Text section:
╭──
Excessive Dog Excrement Forces Emergency Landing

These airplanes operated by US Airways are at Philadelphia International Airport, which was the final destination for US Airways flight 598 from Los Angeles — but not before it was diverted to Kansas City due to the excessive defecation of a large dog aboard the aircraft. Photograph by FlyerTalk member LPDAL. Click on the photograph for a trip report written by LPDAL.

I could not fabricate this story if I tried.
The excrement of a dog during flight reportedly resulted in an emergency landing of the aircraft operating as US Airways flight 598 from Los Angeles to Philadelphia on Wednesday, May 28, 2014.
Flight attendants supposedly ran out of paper towels while attempting to clean up a second mess left in the aisle by the large dog, which reportedly defecated three times during the flight — resulting in some passengers becoming ill, causing the diversion of the flight to Kansas City.
Once the aircraft landed, a cleaning crew cleaned the excrement from the aircraft before the flight resumed to Philadelphia. To the detriment of the passengers, the flight had already been delayed for approximately two hours on the tarmac at Los Angeles International Airport related to fuel problems; and this emergency diversion only contributed to arriving at the destination even later than scheduled.
“Wednesday on a flight from DTW to LA a twitchy woman got some big pads out of her carry on then took her purse dog out of the carrier and let it pee on the pads in the aisle”, posted FlyerTalk member jimquan. “No diversion resulted but I thought that was rock bottom.”
Could these incidents contribute to being the impetus which prompts the both the Department of Transportation and the Congress of the United States to tighten the rules and provisions of the Air Carrier Access Act pertaining to permitting “emotional support animals” on flights?
“…it was a ‘service animal’ of some sort”, noted FlyerTalk member nlkm9. “They actually had a little segment on entertainment tonite a few nites ago about celebrities who travel with ‘emotional support animals’ and talking about the websites that allow anyone to register their pet as one. Its a shame because there are people who genuinely need their service animals (hearing dogs, guide dogs, etc) but the situation is definitely escalating out of control…”
Passengers with allergic reactions to animals would most likely welcome further restrictions on what can legally be classified as an emotional support animal.
Whenever I have traveled as a passenger aboard an airplane and witnessed a service dog — not to be confused with an emotional support animal, as the differences are outlined by me here — it seemed clear to me that the dog is trained for a plethora of situations. I have never seen a service dog defecate or urinate on an airplane; nor have I seen one behave in a manner which imposes adversely on other passengers. They are there to serve their owner — usually someone whose vision is impaired seriously enough to require a service dog.
╰──
[Stored items]
╭──
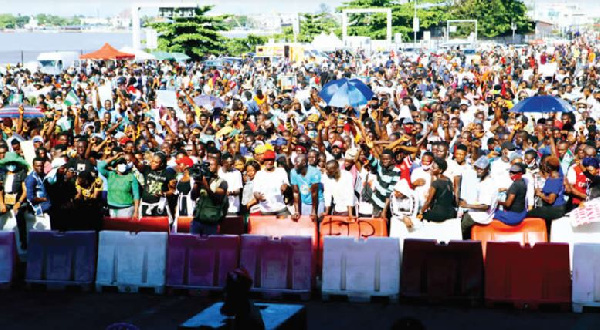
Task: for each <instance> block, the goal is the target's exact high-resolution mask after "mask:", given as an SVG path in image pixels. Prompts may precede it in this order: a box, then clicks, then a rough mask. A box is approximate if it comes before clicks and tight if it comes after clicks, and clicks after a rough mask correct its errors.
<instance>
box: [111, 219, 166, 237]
mask: <svg viewBox="0 0 600 330" xmlns="http://www.w3.org/2000/svg"><path fill="white" fill-rule="evenodd" d="M102 230H116V231H130V232H135V233H138V232H169V230H170V227H169V217H144V218H140V219H133V218H108V217H107V218H104V220H103V221H102Z"/></svg>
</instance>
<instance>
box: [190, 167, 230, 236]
mask: <svg viewBox="0 0 600 330" xmlns="http://www.w3.org/2000/svg"><path fill="white" fill-rule="evenodd" d="M208 164H209V165H208V169H207V170H203V171H202V173H201V175H200V177H194V187H193V189H192V194H191V197H192V200H195V201H196V206H195V207H194V218H193V221H192V224H191V227H190V233H192V234H198V235H216V234H217V232H218V228H219V224H220V223H221V222H222V221H223V219H224V218H225V216H227V209H228V208H229V200H228V198H227V181H225V180H223V179H222V178H220V177H219V165H220V164H219V159H218V158H214V157H213V158H209V160H208Z"/></svg>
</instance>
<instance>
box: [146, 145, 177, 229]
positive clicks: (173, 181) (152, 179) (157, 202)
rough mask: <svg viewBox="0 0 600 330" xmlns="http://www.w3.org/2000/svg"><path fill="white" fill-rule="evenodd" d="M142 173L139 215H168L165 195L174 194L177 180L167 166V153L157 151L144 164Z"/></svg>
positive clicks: (166, 196) (167, 215) (172, 194)
mask: <svg viewBox="0 0 600 330" xmlns="http://www.w3.org/2000/svg"><path fill="white" fill-rule="evenodd" d="M142 173H143V174H144V181H145V184H144V188H143V190H142V199H141V202H140V212H139V214H140V217H143V216H168V215H169V207H168V205H167V204H168V203H167V197H168V196H172V195H173V194H175V189H176V185H177V181H176V179H175V171H173V170H172V169H170V168H167V155H165V154H164V153H162V152H157V153H156V154H154V156H153V157H152V160H151V161H150V166H146V167H145V168H144V169H143V171H142Z"/></svg>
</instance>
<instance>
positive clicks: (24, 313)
mask: <svg viewBox="0 0 600 330" xmlns="http://www.w3.org/2000/svg"><path fill="white" fill-rule="evenodd" d="M214 301H216V299H215V298H207V297H188V296H155V295H150V294H119V293H102V294H99V293H80V292H43V291H24V290H12V291H0V329H2V330H20V329H44V330H46V329H57V330H59V329H60V330H67V329H90V330H93V329H104V328H106V326H107V325H109V324H111V323H115V322H129V323H133V324H135V325H137V326H138V327H140V328H141V329H143V330H151V329H176V327H177V325H179V324H181V323H182V322H184V321H185V320H187V319H188V318H190V317H192V316H193V315H195V314H196V313H198V312H199V311H201V310H202V309H203V308H205V307H207V306H208V305H210V304H211V303H212V302H214ZM306 307H307V314H308V328H309V329H328V330H330V329H345V330H350V329H370V330H371V329H372V330H376V329H377V330H379V329H389V328H390V326H391V325H392V323H393V322H394V320H396V319H398V318H400V317H403V316H413V317H417V318H419V319H421V320H422V321H423V323H424V324H425V326H426V327H427V329H430V330H431V329H477V330H481V329H485V330H490V329H510V330H517V329H527V330H535V329H544V330H548V329H561V330H562V329H576V330H598V329H600V313H585V314H579V315H577V314H571V313H558V312H557V313H541V312H535V311H525V312H524V311H514V310H498V309H494V310H492V309H485V308H465V307H443V306H427V305H405V304H386V303H370V304H351V303H347V302H328V303H323V302H320V301H317V300H314V301H310V302H308V303H306Z"/></svg>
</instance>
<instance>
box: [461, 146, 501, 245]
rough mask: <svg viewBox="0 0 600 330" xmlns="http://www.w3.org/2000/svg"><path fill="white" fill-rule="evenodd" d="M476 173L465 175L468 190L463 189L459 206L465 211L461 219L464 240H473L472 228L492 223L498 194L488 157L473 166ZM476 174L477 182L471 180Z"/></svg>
mask: <svg viewBox="0 0 600 330" xmlns="http://www.w3.org/2000/svg"><path fill="white" fill-rule="evenodd" d="M473 168H474V169H475V173H472V172H469V173H465V176H464V180H463V181H464V182H465V183H467V184H468V186H465V185H463V187H465V188H466V187H468V189H461V194H460V203H459V206H460V207H461V208H463V209H465V212H464V213H463V216H462V218H461V228H462V233H463V239H465V240H468V239H471V228H472V227H473V225H474V224H475V223H479V224H488V223H489V222H490V221H492V217H493V213H492V212H493V211H494V209H493V208H494V205H493V204H494V199H495V198H496V196H497V195H496V194H495V191H494V189H493V188H491V187H494V180H493V179H492V178H491V176H490V161H489V160H488V159H487V157H485V156H483V157H481V158H479V159H478V160H477V161H476V162H475V164H473ZM473 174H475V176H476V177H477V179H476V180H471V178H470V175H473Z"/></svg>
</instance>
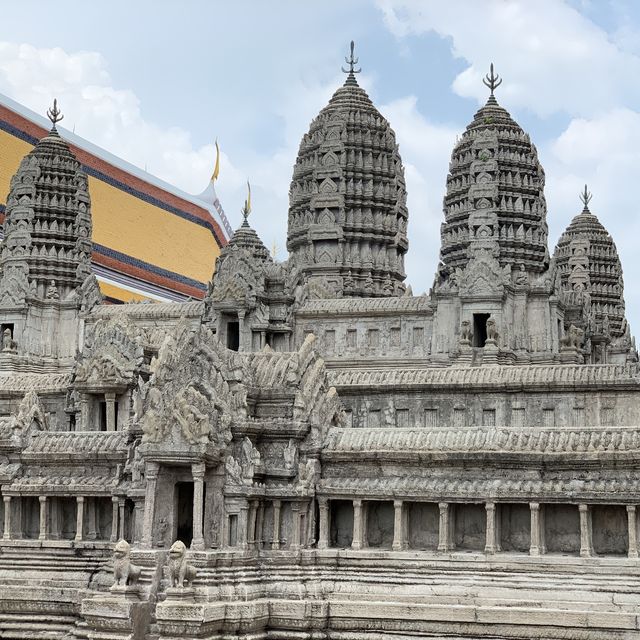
╰──
Tasks to perform:
• a. Answer these from the dog excrement article:
(i) To which city was US Airways flight 598 diverted?
(ii) For roughly how long had the flight been delayed on the tarmac at Los Angeles International Airport?
(iii) On the flight from DTW to LA, what did the woman let her purse dog do on the pads in the aisle?
• b. Carry the dog excrement article forward from its final sentence.
The entries have no connection to the dog excrement article.

Responses by task:
• a.
(i) Kansas City
(ii) Approximately two hours
(iii) Pee

• b.
Emotional support animals are another matter. While some may offer legitimate comfort to their owners, it appears that — more often than not, and I have no statistics to verify — passengers are abusing the Air Carrier Access Act to bypass fees imposed by airlines.
Sarah Steegar — a flight attendant who is the author of the Crewed Talk weblog with a new article usually posted every Tuesday here on FlyerTalk — recently shared her point of view regarding emotional support animals: “It only took a few short months on the job for me to feel certain that the policy was being abused. The seeming ubiquity of ESAs becomes quickly obvious, and my annoyance was two-fold.”
Is part of the problem the penchant of airlines to charge ancillary fees in recent years? “Airlines can be a bit more flexible about your carry-on pet’s confinement if they want, and they do not have to charge so much for a breathing carry-on”, wrote Steegar. “It costs almost nothing for them to process a small animal in the cabin. It just comes off as greedy to charge $125 each way for a carry-on that happens to breathe. In this sense, I feel airlines deserve some of the blame for the explosion of ESA animals, too.”
There are several possible solutions to the issue regarding emotional support animals:
  • Tighten the restrictions of the Air Carrier Access Act
  • Reduce the fee to transport a pet and treat that pet as a pet — not as an emotional support animal
  • Designate select flights where the passenger cabin is to be free of animals, if possible
  • Restrict one portion of the cabin of the aircraft to passengers with their pets during a flight, if necessary
  • Be creative: there have been flights for smokers only and for premium class passengers only — how about flights for passengers with pets only?

I know — the last suggestion probably has too many logistical problems to implement successfully…
…but hopefully, we can be creative in ensuring that as many people are as happy as possible when packed into what FlyerTalk member Dovster calls an “aluminum tube” for several hours at a time with regard to passengers and their pets — er…I mean emotional support animals.
In other words: what comes out in the end should appeal to as many people as possible — not disgust them.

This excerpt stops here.